* **TASK**: Reproduce word for word the passage of the anti-bullying policy that begins with the words "- Indirect bullying: Behaviour" and ends with the words "treated as such.".
____ TEXT FOR ANALYSIS
Anti Bullying Policy
Our belief
Here at The People’s Orchestra we believe in upholding equally the dignity, agency and contribution of everyone in our community; staff, members, recipients and audience. We want to provide everyone involved with our organisation the opportunity to express themselves through music, upskill themselves through our programmes, engage in a welcoming community and feel supported by our services and staff. It is important to us that we stand with marginalised communities and enable people from all backgrounds to receive the best that The People’s Orchestra can offer. Collaborative music making and serving the community with our performances and programmes is at the heart of what we do, and we take our ethos seriously. We have a zero-tolerance policy on bullying of any kind. This policy is set out to clarify our beliefs, identifiable definitions of bullying, our stance on this issue, and the enforceable ramifications. This policy statement applies to anyone working on behalf of The People’s Orchestra, and those receiving our services, such as orchestra/choir members or audience members.
Definitions of bullying
Bullying includes a range of behaviour that is repeated, intended to hurt someone either physically or emotionally, and involves a power imbalance for the purpose of intimidation or displacement. (R.I.P definition) Bullying comes in several forms:
- Verbal bullying: The use of words and language to cause emotional distress, exclude, or make another feel threatened. This includes language to mock, embarrass or insult, or intended to undermine, gaslight or blame another unfairly. This also includes any discriminatory language such as slurs, homophobia, racism, ableism, transphobia, fatphobia, classism, and discrimination based on religion or background. Repeated language intended to harm, using issues such as mental health or inappropriate personal comments, also fall under verbal bullying.
- Physical bullying: The use of physical aggression, intimidation, and assault against another, and includes the repeated unwanted violation of another person’s body through hitting, touching, tripping, kicking, threats and other forms of physical harm. It may also extend to targeted theft, and pranks intended to harm physically or psychologically.
- Indirect bullying: Behaviour that covertly hurts, harms, or humiliates, including exclusion, spreading of rumours, and micro-aggressions. Indirect bullying is characterised by being more difficult to identify as it can be done anonymously and discreetly, but it is bullying and will be treated as such.
________
____ GIVEN INFORMATION
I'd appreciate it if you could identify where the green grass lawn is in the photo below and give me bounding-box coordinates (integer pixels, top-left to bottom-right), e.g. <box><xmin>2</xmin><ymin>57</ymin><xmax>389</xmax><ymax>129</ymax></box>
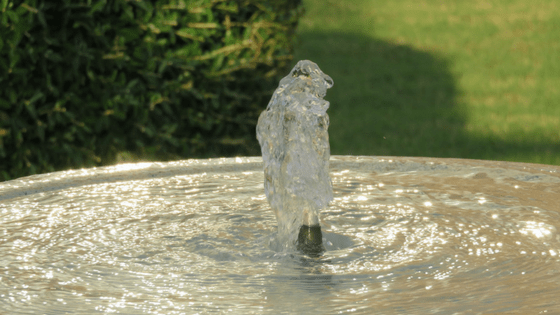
________
* **EXERCISE OUTPUT**:
- Indirect bullying: Behaviour that covertly hurts, harms, or humiliates, including exclusion, spreading of rumours, and micro-aggressions. Indirect bullying is characterised by being more difficult to identify as it can be done anonymously and discreetly, but it is bullying and will be treated as such.